• Passage given
━━━━━━━━
Use Dijkstra's to find a Minimum Spanning Tree?

Question

Dijkstra's is typically used to find the shortest distance between two nodes in a graph. Can it be used to find a minimum spanning tree? If so, how?

Edit: This isn't homework, but I am trying to understand a question on an old practice exam.

Answer 1

Strictly, the answer is no. Dijkstra's algorithm finds the shortest path between 2 vertices on a graph. However, a very small change to the algorithm produces another algorithm which does efficiently produce an MST.

The Algorithm Design Manual is the best book I've found to answer questions like this one.

Answer 2

The answer is no. To see why, let's first articulate the question like so:

Q: For a connected, undirected, weighted graph G = (V, E, w) with only nonnegative edge weights, does the predecessor subgraph produced by Dijkstra's Algorithm form a minimum spanning tree of G?

(Note that undirected graphs are a special class of directed graphs, so it is perfectly ok to use Dijkstra's Algorithm on undirected graphs. Furthermore, MST's are defined only for connected, undirected graphs, and are trivial if the graph is not weighted, so we must restrict our inquiry to these graphs.)

A: Dijkstra's Algorithm at every step greedily selects the next edge that is closest to some source vertex s. It does this until s is connected to every other vertex in the graph. Clearly, the predecessor subgraph that is produced is a spanning tree of G, but is the sum of edge weights minimized?

Prim's Algorithm, which is known to produce a minimum spanning tree, is highly similar to Dijkstra's Algorithm, but at each stage it greedily selects the next edge that is closest to any vertex currently in the working MST at that stage. Let's use this observation to produce a counterexample.
━━━━━━━━
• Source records
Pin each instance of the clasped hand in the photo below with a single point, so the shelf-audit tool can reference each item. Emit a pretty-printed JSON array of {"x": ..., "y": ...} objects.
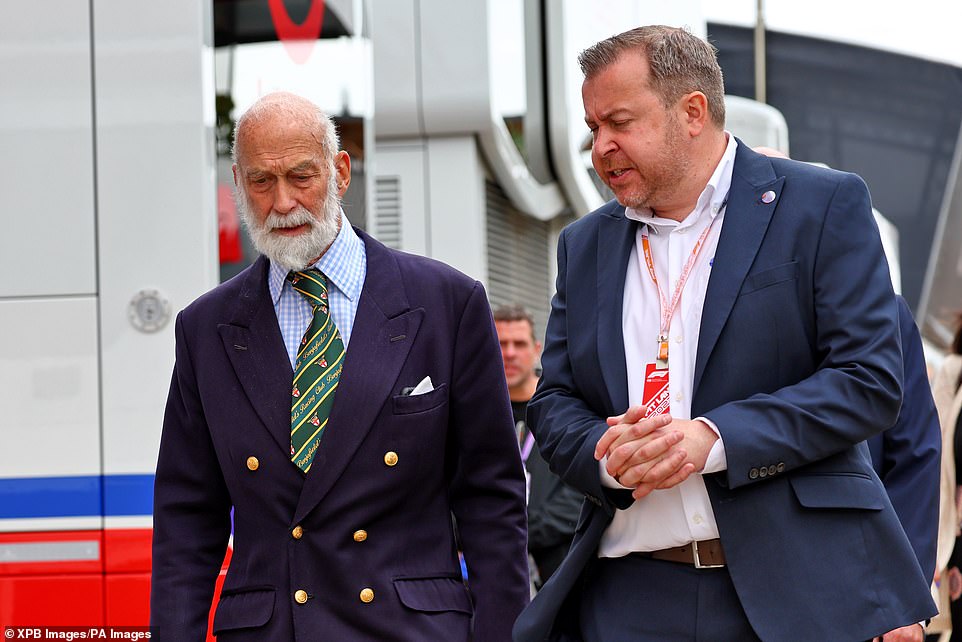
[{"x": 654, "y": 453}]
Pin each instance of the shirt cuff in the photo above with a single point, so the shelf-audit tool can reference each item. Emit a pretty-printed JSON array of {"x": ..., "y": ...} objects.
[
  {"x": 717, "y": 459},
  {"x": 606, "y": 479}
]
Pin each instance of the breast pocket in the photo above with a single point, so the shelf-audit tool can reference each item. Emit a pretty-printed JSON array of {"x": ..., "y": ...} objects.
[
  {"x": 410, "y": 404},
  {"x": 770, "y": 276}
]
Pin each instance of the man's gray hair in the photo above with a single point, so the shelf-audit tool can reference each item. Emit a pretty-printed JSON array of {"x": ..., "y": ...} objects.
[
  {"x": 679, "y": 61},
  {"x": 295, "y": 109}
]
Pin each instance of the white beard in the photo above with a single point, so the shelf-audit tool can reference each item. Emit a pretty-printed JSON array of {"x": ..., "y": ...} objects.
[{"x": 298, "y": 252}]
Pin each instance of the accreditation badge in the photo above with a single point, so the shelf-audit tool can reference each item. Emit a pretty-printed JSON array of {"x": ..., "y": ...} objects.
[{"x": 655, "y": 396}]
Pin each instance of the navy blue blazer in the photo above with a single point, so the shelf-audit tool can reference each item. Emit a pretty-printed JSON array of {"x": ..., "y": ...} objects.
[
  {"x": 907, "y": 456},
  {"x": 368, "y": 519},
  {"x": 798, "y": 363}
]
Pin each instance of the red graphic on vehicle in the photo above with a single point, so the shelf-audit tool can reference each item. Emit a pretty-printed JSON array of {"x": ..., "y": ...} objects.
[{"x": 298, "y": 39}]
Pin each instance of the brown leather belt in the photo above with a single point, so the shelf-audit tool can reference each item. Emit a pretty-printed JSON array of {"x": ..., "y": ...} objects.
[{"x": 704, "y": 554}]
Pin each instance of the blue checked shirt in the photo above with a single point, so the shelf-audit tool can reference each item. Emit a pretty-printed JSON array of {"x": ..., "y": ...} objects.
[{"x": 345, "y": 266}]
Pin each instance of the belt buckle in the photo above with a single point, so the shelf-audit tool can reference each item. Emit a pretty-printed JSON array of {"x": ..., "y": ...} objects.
[{"x": 698, "y": 564}]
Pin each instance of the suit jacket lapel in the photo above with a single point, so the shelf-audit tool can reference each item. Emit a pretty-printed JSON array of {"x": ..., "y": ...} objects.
[
  {"x": 743, "y": 230},
  {"x": 616, "y": 236},
  {"x": 255, "y": 348},
  {"x": 383, "y": 333}
]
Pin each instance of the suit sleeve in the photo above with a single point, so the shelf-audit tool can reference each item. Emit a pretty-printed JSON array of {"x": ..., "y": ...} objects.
[
  {"x": 487, "y": 491},
  {"x": 567, "y": 429},
  {"x": 855, "y": 389},
  {"x": 191, "y": 512},
  {"x": 911, "y": 451}
]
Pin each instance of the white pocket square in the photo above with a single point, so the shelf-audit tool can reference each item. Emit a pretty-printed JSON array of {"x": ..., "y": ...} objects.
[{"x": 424, "y": 386}]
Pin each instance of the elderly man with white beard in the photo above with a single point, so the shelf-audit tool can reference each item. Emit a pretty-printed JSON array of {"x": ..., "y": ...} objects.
[{"x": 331, "y": 408}]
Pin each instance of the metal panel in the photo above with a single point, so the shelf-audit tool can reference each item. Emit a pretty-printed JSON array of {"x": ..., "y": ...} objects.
[
  {"x": 405, "y": 162},
  {"x": 46, "y": 168},
  {"x": 48, "y": 388},
  {"x": 157, "y": 214},
  {"x": 387, "y": 221},
  {"x": 518, "y": 257},
  {"x": 455, "y": 176}
]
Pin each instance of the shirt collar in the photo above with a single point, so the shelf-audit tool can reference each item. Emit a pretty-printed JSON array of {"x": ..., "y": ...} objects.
[
  {"x": 339, "y": 264},
  {"x": 712, "y": 198}
]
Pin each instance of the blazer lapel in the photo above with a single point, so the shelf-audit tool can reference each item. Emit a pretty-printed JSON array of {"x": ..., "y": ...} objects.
[
  {"x": 616, "y": 235},
  {"x": 383, "y": 333},
  {"x": 255, "y": 348},
  {"x": 746, "y": 221}
]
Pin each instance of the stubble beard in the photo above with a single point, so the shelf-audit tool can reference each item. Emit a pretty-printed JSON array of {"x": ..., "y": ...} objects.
[
  {"x": 293, "y": 253},
  {"x": 661, "y": 178}
]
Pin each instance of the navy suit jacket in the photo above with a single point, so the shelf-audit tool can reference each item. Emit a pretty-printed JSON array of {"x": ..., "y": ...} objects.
[
  {"x": 798, "y": 363},
  {"x": 907, "y": 456},
  {"x": 456, "y": 454}
]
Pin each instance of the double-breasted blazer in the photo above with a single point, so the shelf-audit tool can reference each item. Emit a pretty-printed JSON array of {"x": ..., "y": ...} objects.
[{"x": 362, "y": 547}]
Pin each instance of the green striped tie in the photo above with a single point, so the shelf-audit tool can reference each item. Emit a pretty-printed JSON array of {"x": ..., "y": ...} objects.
[{"x": 316, "y": 370}]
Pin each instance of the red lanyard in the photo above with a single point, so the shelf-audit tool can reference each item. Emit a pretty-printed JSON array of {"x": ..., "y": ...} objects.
[{"x": 668, "y": 307}]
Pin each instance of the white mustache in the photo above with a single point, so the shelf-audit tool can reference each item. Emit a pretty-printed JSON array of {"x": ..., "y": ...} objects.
[{"x": 298, "y": 217}]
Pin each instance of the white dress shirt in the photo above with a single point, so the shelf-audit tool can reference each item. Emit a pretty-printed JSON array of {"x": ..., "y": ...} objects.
[
  {"x": 679, "y": 515},
  {"x": 345, "y": 266}
]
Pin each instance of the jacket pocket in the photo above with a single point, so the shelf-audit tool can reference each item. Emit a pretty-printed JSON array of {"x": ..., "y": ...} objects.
[
  {"x": 771, "y": 276},
  {"x": 408, "y": 404},
  {"x": 433, "y": 594},
  {"x": 851, "y": 490},
  {"x": 244, "y": 608}
]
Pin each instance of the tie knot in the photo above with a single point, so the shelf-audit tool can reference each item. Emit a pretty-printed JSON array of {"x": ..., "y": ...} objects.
[{"x": 311, "y": 284}]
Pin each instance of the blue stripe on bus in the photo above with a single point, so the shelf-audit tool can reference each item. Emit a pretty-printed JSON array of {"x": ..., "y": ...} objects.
[{"x": 85, "y": 496}]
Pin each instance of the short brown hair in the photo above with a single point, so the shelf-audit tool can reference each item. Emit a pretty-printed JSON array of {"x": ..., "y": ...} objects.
[
  {"x": 679, "y": 61},
  {"x": 515, "y": 312}
]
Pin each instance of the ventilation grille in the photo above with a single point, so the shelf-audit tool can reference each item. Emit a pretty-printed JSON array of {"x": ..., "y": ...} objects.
[
  {"x": 387, "y": 210},
  {"x": 518, "y": 258}
]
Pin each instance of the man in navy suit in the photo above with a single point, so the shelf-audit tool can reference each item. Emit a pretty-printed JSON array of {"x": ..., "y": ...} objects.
[
  {"x": 345, "y": 535},
  {"x": 907, "y": 458},
  {"x": 723, "y": 340}
]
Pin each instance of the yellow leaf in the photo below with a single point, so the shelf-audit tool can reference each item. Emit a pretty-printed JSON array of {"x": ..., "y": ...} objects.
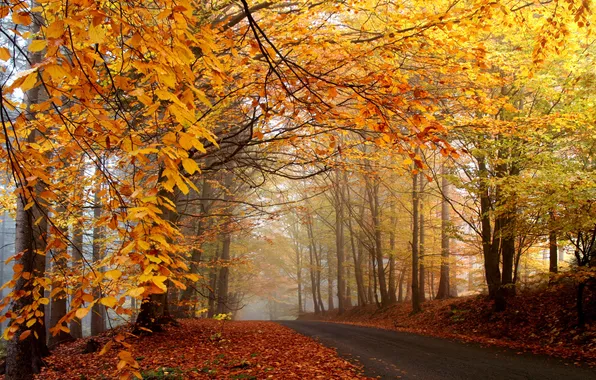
[
  {"x": 113, "y": 274},
  {"x": 80, "y": 313},
  {"x": 106, "y": 348},
  {"x": 97, "y": 34},
  {"x": 136, "y": 292},
  {"x": 178, "y": 284},
  {"x": 29, "y": 82},
  {"x": 159, "y": 282},
  {"x": 190, "y": 165},
  {"x": 55, "y": 29},
  {"x": 108, "y": 301},
  {"x": 21, "y": 18},
  {"x": 25, "y": 334},
  {"x": 4, "y": 54},
  {"x": 37, "y": 45}
]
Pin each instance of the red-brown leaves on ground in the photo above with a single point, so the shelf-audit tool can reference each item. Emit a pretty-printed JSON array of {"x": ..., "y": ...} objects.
━━━━━━━━
• To be done
a - In the Dijkstra thread, rewrite the paragraph beginning "Dijkstra's Algorithm at every step" as a short bulleted list that keeps its main points.
b - Answer these from the Dijkstra thread, one per line:
(i) Why does the person asking say they want to know, given that it isn't homework?
(ii) Which book does Answer 1 call the best for questions like this one?
(iii) According to Answer 2, for what kind of graphs are MSTs defined?
c - Resume the Dijkstra thread after its final sentence and build the counterexample it promises.
These data come from a separate source.

• Solved problems
a -
- At each step, Dijkstra's Algorithm greedily picks the next edge closest to a source vertex s.
- It keeps going until s is connected to every other vertex in the graph.
- The predecessor subgraph it produces is clearly a spanning tree of G.
- Whether that tree's sum of edge weights is minimized is left as the open question.

b -
(i) They are trying to understand a question on an old practice exam.
(ii) The Algorithm Design Manual.
(iii) Connected, undirected graphs.

c -
Counterexample: Consider the undirected graph G = (V, E, w) where

V = { a, b, c, d }

E = { (a,b), (a,c), (a,d), (b,d), (c,d) }

w = { ( (a,b) , 5 ) ( (a,c) , 5 ) ( (a,d) , 5 ) ( (b,d) , 1 ) ( (c,d) , 1 ) }

Take a as the source vertex.

Dijkstra's Algorithm takes edges { (a,b), (a,c), (a,d) }.
Thus, the total weight of this spanning tree is 5 + 5 + 5 = 15.

Prim's Algorithm takes edges { (a,d), (b,d), (c,d) }.
Thus, the total weight of this spanning tree is 5 + 1 + 1 = 7.

Answer 3

Prim's algorithm uses the same underlying principle as Dijkstra's algorithm.

Answer 4

I'd keep to a greedy algorithm such as Prim's or Kruskal's. I fear Djikstra's won't do, simply because it minimizes the cost between pairs of nodes, not for the whole tree.

Answer 5

Of course, It's possible to use Dijkstra for minimum spanning tree:

dijsktra(s):
dist[s] = 0;
while (some vertices are unmarked) {
    v = unmarked vertex with 
    smallest dist;
    Mark v; // v leaves “table”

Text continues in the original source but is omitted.